## Entradas de dados coletados

-------

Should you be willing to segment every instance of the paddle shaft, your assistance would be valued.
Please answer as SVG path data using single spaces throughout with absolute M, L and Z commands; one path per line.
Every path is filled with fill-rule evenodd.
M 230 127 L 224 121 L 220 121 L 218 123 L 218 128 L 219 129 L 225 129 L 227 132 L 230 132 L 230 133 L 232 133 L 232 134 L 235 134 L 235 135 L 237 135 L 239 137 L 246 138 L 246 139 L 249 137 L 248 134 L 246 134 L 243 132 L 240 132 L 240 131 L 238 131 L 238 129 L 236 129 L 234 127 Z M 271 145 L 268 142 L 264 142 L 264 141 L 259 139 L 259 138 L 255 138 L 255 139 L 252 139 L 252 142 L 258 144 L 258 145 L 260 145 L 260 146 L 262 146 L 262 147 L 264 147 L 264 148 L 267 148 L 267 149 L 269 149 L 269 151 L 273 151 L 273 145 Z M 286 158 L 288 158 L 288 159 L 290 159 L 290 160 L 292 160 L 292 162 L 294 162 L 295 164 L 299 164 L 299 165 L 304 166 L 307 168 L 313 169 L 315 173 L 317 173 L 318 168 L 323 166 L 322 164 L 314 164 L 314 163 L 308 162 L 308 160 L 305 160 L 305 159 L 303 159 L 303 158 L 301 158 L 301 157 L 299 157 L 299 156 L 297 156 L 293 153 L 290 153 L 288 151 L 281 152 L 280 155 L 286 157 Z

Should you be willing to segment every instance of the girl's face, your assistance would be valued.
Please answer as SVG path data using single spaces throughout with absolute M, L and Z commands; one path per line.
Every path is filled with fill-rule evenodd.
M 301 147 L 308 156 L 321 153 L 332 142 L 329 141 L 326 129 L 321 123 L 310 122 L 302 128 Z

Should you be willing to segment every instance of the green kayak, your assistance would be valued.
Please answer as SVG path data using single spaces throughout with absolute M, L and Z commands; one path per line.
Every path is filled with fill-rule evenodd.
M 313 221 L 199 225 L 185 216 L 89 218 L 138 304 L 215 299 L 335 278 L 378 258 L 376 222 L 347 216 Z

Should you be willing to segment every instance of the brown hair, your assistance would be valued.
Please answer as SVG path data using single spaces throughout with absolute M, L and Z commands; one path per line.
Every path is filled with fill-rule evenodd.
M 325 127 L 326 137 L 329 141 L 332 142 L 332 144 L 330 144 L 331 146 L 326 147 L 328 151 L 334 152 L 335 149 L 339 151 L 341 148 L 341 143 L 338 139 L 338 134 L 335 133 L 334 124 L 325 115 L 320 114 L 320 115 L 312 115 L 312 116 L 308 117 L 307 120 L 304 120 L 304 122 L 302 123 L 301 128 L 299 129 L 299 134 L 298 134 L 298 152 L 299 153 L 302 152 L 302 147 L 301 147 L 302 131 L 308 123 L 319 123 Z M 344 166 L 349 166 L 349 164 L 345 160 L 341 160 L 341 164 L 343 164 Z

-------

## OBJETIVO DO EXERCÍCIO
Apresente em uma tabela Markdown, com as colunas Nº e Linha, as linhas dos registros a partir da que contém "Should you be willing to segment every instance of the girl's" até o fim dos registros, ambas as pontas incluídas. Numere as linhas em sequência e deixe de fora as linhas em branco.

## RESPOSTA ESCRITA
| Nº | Linha |
|---|---|
| 1 | Should you be willing to segment every instance of the girl's face, your assistance would be valued. |
| 2 | Please answer as SVG path data using single spaces throughout with absolute M, L and Z commands; one path per line. |
| 3 | Every path is filled with fill-rule evenodd. |
| 4 | M 301 147 L 308 156 L 321 153 L 332 142 L 329 141 L 326 129 L 321 123 L 310 122 L 302 128 Z |
| 5 | Should you be willing to segment every instance of the green kayak, your assistance would be valued. |
| 6 | Please answer as SVG path data using single spaces throughout with absolute M, L and Z commands; one path per line. |
| 7 | Every path is filled with fill-rule evenodd. |
| 8 | M 313 221 L 199 225 L 185 216 L 89 218 L 138 304 L 215 299 L 335 278 L 378 258 L 376 222 L 347 216 Z |
| 9 | Should you be willing to segment every instance of the brown hair, your assistance would be valued. |
| 10 | Please answer as SVG path data using single spaces throughout with absolute M, L and Z commands; one path per line. |
| 11 | Every path is filled with fill-rule evenodd. |
| 12 | M 325 127 L 326 137 L 329 141 L 332 142 L 332 144 L 330 144 L 331 146 L 326 147 L 328 151 L 334 152 L 335 149 L 339 151 L 341 148 L 341 143 L 338 139 L 338 134 L 335 133 L 334 124 L 325 115 L 320 114 L 320 115 L 312 115 L 312 116 L 308 117 L 307 120 L 304 120 L 304 122 L 302 123 L 301 128 L 299 129 L 299 134 L 298 134 L 298 152 L 299 153 L 302 152 L 302 147 L 301 147 L 302 131 L 308 123 L 319 123 Z M 344 166 L 349 166 L 349 164 L 345 160 L 341 160 L 341 164 L 343 164 Z |